The most commonly used glue in almost every household is PVA glue. PVA glue is considered a staple adhesive. It’s multipurpose, can be used on almost all types of surfaces, and available almost everywhere.
But if you are new to the world of adhesives, you might wonder, what is PVA glue?
How does one use it, and where can it be used. The usage and facilities of a PVA glue is not rocket science but still needs to be properly discussed before you use it somewhere.
In today’s article, we will talk about what PVA glue is, the science behind PVA glue, how it should be used, and where it should be used. Let’s start.
Table of Contents
What is PVA Glue?
PVA stands for polyvinyl acetate. According to Wikipedia, “Polyvinyl acetate is an aliphatic rubbery synthetic polymer with the formula. It belongs to the polyvinyl ester family, with the general formula -[RCOOCHCH₂]-.
It’s a one kind of thermoplastic. PVA glue is known as wood glue or school glue. It’s so commonly used that it has become a household favorite. This adhesive was first discovered by Fritz Klatte in 1912.

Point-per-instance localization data
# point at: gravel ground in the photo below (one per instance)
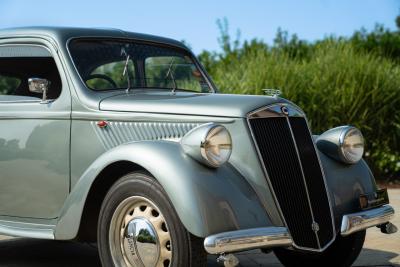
(379, 250)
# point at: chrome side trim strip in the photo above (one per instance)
(359, 221)
(247, 239)
(31, 230)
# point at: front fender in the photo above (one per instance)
(345, 184)
(206, 200)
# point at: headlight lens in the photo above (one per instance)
(352, 145)
(217, 147)
(210, 144)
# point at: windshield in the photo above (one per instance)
(114, 64)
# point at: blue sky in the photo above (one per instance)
(195, 21)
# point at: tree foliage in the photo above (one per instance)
(336, 81)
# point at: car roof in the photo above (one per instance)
(63, 34)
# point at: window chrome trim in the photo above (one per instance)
(213, 88)
(276, 110)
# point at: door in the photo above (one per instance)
(34, 134)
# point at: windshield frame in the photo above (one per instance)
(187, 52)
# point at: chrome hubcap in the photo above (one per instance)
(139, 235)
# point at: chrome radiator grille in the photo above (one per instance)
(292, 167)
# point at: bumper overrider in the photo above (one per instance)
(271, 237)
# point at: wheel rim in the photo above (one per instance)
(139, 235)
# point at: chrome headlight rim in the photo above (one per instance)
(342, 138)
(204, 143)
(195, 144)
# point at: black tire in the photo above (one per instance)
(187, 250)
(342, 253)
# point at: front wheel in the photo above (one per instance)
(341, 253)
(138, 226)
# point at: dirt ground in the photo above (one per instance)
(379, 250)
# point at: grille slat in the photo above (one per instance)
(277, 147)
(314, 179)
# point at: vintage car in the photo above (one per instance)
(122, 139)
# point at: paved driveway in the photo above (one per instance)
(379, 250)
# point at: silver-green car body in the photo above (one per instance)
(55, 159)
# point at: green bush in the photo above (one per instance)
(333, 81)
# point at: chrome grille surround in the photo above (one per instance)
(288, 111)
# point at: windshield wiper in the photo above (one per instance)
(126, 71)
(169, 73)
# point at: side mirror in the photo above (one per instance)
(39, 86)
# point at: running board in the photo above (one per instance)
(24, 229)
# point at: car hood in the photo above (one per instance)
(222, 105)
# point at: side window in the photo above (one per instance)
(111, 76)
(20, 63)
(8, 84)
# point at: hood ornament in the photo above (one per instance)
(272, 92)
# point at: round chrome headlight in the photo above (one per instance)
(351, 145)
(217, 146)
(209, 143)
(343, 143)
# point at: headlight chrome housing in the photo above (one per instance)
(209, 143)
(351, 145)
(344, 143)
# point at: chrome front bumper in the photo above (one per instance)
(271, 237)
(247, 239)
(358, 221)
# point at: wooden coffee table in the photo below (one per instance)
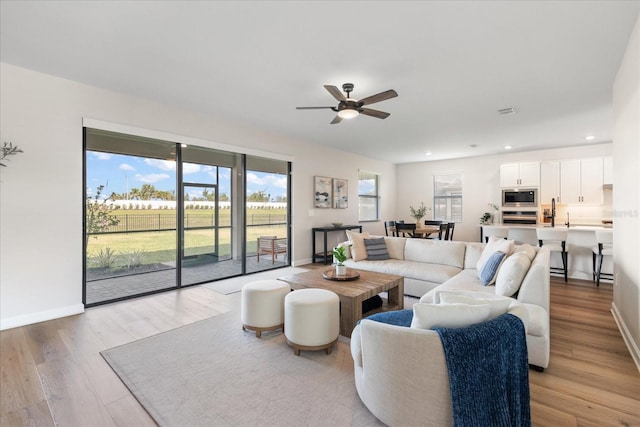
(353, 292)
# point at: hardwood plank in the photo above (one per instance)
(37, 415)
(19, 382)
(127, 412)
(52, 373)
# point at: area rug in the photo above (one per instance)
(212, 373)
(235, 284)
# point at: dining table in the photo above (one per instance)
(423, 231)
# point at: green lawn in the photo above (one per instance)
(151, 247)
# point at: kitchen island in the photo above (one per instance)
(580, 241)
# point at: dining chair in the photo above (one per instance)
(442, 232)
(405, 229)
(387, 225)
(604, 247)
(556, 240)
(450, 228)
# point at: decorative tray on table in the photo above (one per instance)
(331, 275)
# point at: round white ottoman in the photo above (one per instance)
(311, 319)
(262, 307)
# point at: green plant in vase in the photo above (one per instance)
(340, 255)
(418, 213)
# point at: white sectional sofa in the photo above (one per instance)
(433, 266)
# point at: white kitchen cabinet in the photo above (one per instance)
(608, 170)
(581, 181)
(516, 175)
(549, 182)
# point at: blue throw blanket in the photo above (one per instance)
(488, 373)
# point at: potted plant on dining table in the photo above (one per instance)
(418, 213)
(340, 256)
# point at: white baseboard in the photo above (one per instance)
(41, 316)
(626, 335)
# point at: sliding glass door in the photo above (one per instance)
(161, 215)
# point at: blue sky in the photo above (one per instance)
(119, 173)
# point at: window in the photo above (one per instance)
(447, 197)
(368, 196)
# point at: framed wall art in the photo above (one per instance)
(340, 193)
(322, 188)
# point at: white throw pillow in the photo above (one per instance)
(529, 250)
(429, 316)
(494, 245)
(511, 274)
(395, 246)
(358, 250)
(497, 305)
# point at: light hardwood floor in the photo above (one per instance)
(52, 372)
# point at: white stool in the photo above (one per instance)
(556, 240)
(263, 305)
(311, 319)
(604, 247)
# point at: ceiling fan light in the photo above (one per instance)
(348, 113)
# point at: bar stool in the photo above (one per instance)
(556, 240)
(495, 231)
(604, 247)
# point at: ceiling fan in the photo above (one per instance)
(349, 108)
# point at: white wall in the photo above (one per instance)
(626, 195)
(481, 184)
(41, 250)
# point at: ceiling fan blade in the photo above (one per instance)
(335, 92)
(378, 97)
(374, 113)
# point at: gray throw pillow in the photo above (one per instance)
(376, 249)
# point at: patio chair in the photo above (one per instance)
(272, 245)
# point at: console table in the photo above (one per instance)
(326, 255)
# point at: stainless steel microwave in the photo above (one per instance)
(520, 197)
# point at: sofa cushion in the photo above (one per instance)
(538, 320)
(429, 316)
(473, 254)
(466, 280)
(395, 247)
(497, 305)
(435, 252)
(489, 270)
(376, 249)
(433, 273)
(358, 251)
(527, 249)
(494, 245)
(512, 273)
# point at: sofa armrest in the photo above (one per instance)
(535, 287)
(402, 374)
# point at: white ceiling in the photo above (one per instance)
(453, 64)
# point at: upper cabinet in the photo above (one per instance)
(549, 182)
(514, 175)
(608, 170)
(581, 181)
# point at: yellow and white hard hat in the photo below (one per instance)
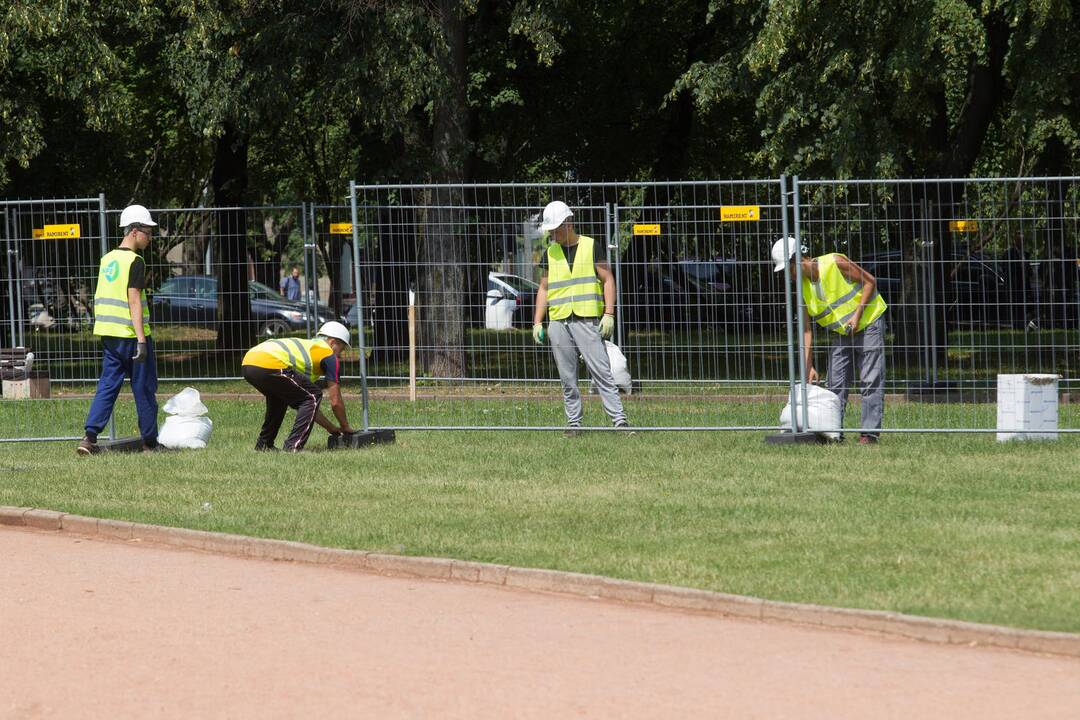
(136, 215)
(554, 215)
(336, 330)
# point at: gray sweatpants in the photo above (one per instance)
(867, 349)
(574, 336)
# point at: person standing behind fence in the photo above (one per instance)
(577, 291)
(285, 369)
(842, 297)
(122, 321)
(289, 286)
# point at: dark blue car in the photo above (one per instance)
(192, 300)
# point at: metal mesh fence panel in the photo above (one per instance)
(52, 250)
(700, 316)
(981, 277)
(215, 280)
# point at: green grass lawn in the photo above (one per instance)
(949, 526)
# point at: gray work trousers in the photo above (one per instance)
(867, 349)
(580, 335)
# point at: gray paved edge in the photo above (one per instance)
(928, 629)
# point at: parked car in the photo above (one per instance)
(192, 300)
(511, 301)
(686, 295)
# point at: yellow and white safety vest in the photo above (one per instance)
(112, 315)
(574, 290)
(305, 356)
(840, 299)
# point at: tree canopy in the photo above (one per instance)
(183, 100)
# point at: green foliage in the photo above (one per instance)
(131, 97)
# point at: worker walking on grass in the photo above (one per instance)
(122, 322)
(577, 291)
(285, 370)
(842, 297)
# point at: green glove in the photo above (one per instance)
(607, 326)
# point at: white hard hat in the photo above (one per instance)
(782, 252)
(336, 330)
(136, 215)
(554, 215)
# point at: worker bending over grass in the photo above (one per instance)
(285, 370)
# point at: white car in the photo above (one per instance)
(510, 301)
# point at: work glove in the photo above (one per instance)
(607, 326)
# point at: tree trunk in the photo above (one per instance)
(442, 252)
(229, 181)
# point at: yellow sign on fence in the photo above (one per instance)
(741, 213)
(646, 229)
(62, 231)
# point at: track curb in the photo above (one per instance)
(927, 629)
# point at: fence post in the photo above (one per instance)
(359, 304)
(103, 226)
(615, 244)
(798, 306)
(787, 306)
(11, 274)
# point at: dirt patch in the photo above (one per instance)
(95, 628)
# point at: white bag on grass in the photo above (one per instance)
(186, 426)
(823, 410)
(619, 368)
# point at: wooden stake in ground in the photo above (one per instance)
(412, 347)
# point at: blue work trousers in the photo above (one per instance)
(117, 365)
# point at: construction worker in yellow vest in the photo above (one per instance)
(577, 293)
(841, 297)
(122, 322)
(285, 370)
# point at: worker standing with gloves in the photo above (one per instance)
(122, 322)
(577, 290)
(285, 369)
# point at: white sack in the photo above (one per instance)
(619, 369)
(823, 410)
(185, 432)
(185, 403)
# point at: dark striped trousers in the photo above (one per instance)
(283, 390)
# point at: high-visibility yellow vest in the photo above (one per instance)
(112, 315)
(305, 356)
(840, 299)
(574, 290)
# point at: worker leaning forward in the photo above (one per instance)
(842, 298)
(577, 290)
(122, 322)
(285, 370)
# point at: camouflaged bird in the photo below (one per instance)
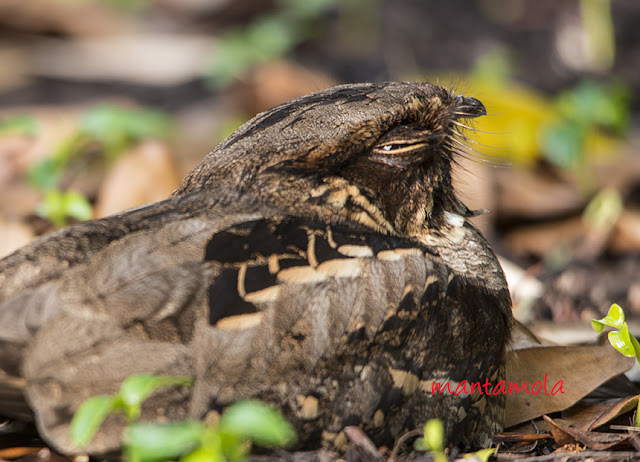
(318, 259)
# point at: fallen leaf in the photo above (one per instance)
(576, 370)
(586, 416)
(593, 440)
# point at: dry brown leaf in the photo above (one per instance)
(593, 440)
(560, 435)
(145, 174)
(535, 194)
(577, 370)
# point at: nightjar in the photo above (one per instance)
(317, 259)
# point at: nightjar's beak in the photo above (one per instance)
(469, 107)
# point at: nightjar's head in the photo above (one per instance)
(375, 154)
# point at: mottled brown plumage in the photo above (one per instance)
(317, 259)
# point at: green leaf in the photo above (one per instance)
(58, 206)
(258, 422)
(434, 435)
(89, 417)
(620, 341)
(603, 210)
(204, 455)
(137, 388)
(598, 326)
(562, 143)
(152, 442)
(420, 445)
(116, 128)
(615, 317)
(45, 175)
(482, 454)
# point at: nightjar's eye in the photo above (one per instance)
(399, 147)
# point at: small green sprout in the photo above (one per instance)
(620, 339)
(433, 440)
(190, 441)
(59, 206)
(19, 124)
(112, 128)
(133, 392)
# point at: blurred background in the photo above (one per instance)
(106, 104)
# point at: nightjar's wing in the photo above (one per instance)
(333, 325)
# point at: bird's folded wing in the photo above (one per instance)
(139, 305)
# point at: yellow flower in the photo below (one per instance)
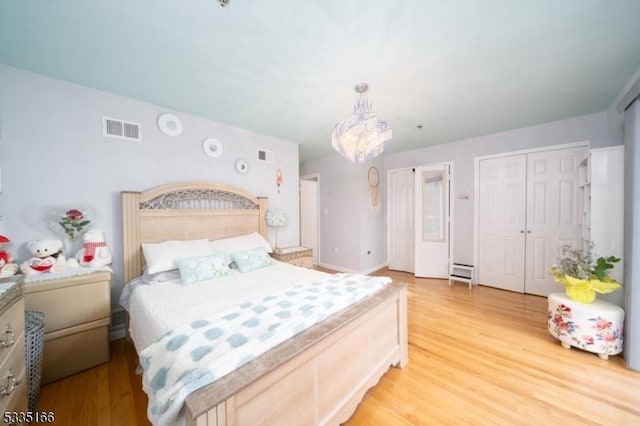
(584, 291)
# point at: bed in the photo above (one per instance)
(319, 375)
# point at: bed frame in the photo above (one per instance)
(317, 377)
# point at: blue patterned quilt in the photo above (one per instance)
(196, 354)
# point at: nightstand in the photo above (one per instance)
(77, 313)
(297, 256)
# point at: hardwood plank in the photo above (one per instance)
(479, 356)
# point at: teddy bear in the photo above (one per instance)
(47, 256)
(6, 268)
(94, 252)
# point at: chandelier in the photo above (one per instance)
(361, 136)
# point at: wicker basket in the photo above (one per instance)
(34, 342)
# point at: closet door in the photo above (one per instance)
(502, 202)
(552, 213)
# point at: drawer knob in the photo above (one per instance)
(10, 337)
(12, 384)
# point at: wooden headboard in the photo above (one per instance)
(184, 211)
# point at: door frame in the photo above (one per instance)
(451, 204)
(389, 172)
(314, 177)
(476, 184)
(450, 210)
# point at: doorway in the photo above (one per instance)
(432, 220)
(400, 222)
(309, 214)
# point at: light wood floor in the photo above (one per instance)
(480, 356)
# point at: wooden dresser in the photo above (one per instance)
(297, 256)
(13, 383)
(77, 316)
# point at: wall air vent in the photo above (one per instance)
(266, 156)
(114, 128)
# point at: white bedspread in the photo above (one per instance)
(204, 350)
(153, 307)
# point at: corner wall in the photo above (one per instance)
(52, 153)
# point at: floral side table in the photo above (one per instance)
(595, 327)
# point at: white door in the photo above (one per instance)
(501, 224)
(400, 234)
(432, 221)
(527, 208)
(309, 216)
(552, 213)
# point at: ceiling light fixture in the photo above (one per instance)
(361, 136)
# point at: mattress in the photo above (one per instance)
(155, 309)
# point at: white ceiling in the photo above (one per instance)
(287, 68)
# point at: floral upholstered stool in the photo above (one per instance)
(595, 327)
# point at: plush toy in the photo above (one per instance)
(94, 252)
(6, 268)
(47, 257)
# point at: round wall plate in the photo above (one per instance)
(212, 147)
(170, 124)
(242, 167)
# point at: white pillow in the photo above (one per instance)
(162, 256)
(240, 243)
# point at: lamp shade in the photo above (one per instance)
(275, 218)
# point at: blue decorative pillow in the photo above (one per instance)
(200, 268)
(249, 260)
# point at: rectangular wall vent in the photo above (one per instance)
(266, 156)
(114, 128)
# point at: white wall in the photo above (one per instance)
(344, 196)
(593, 128)
(52, 153)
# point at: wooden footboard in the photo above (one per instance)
(318, 377)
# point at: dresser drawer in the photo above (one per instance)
(11, 327)
(71, 301)
(75, 349)
(12, 373)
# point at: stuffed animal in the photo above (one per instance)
(94, 252)
(47, 257)
(6, 268)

◆ Tasks to perform:
(a) Name each topic that the PVA glue article says it will cover.
(b) Please resume the PVA glue article, starting after its final sentence.

◆ Solved problems:
(a)
- What PVA glue is
- The science behind PVA glue
- How it should be used
- Where it should be used

(b)
Polyvinyl acetate is a colorless and odorless substance used to make the adhesive, hence the name PVA glue was invented. This glue is mainly used on porous surfaces. It’s used to paste two different materials together like wood, cloth, plastic, etc.
Properties of PVA Glue
The main component of PVA glue is polyvinyl acetate which is an odorless, transparent chemical ingredient. Polyvinyl acetate is the polymer of the vinyl acetate monomer. PVA is an atactic polymer.
It’s oil resistant. This component is highly flexible. It can also be mixed in water. It doesn’t react to water. Although it can be mixed into water, it’s insoluble in other solvents except for ethanol. Properties of PVA glue are;
Non-toxic: Unlike most other adhesives, PVA glue is nontoxic. It’s a biodegradable adhesive that is kind to our climate and sea life. You can apply PVA glue using your hands as it will not harm your skin in any way. Unless you ingest it, it will not do any harm to you. So, don’t ingest it.
Doesn’t leave toxic fumes: The most positive side of PVA glue is that it doesn’t leave toxic fumes. There are many adhesives available in the market, but most leave a disgusting, chemical-smelling toxic fume that when ingested, can make you feel sick. PVA glue doesn’t leave any sort of fumes so it’s completely safe to use even around kids.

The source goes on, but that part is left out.